GOAL OF THE EXERCISE: Write out the entries exactly. None of the pictures should appear in the copy.

TASK DATA:
[Start of Attachment]
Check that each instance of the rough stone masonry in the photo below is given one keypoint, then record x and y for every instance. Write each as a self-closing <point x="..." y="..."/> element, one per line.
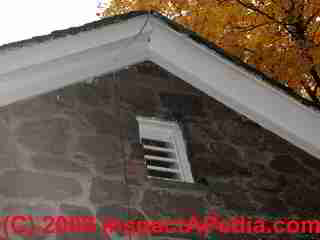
<point x="76" y="151"/>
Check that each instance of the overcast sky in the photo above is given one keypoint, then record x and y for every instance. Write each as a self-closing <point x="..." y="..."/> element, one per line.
<point x="21" y="19"/>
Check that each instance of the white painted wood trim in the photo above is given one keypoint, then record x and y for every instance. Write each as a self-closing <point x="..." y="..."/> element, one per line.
<point x="42" y="67"/>
<point x="236" y="88"/>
[End of Attachment]
RESULT OF THIS EXERCISE:
Check that each instance of the rough stone masonry in the photo below is given one keypoint, then record x and y for every instance. Write each as a self-closing <point x="..." y="..."/> element, one per line.
<point x="76" y="151"/>
Check that each instance of the overcast sky in the photo above is given one keypoint, then record x and y for every instance. Write each as a self-closing <point x="..." y="..."/> element, one per line.
<point x="21" y="19"/>
Check that each instance of the white painted wood trim in the photo above is given one keypoint, then record x and y for every instance. Write each as a self-closing <point x="..." y="..."/> element, one per line.
<point x="42" y="67"/>
<point x="236" y="88"/>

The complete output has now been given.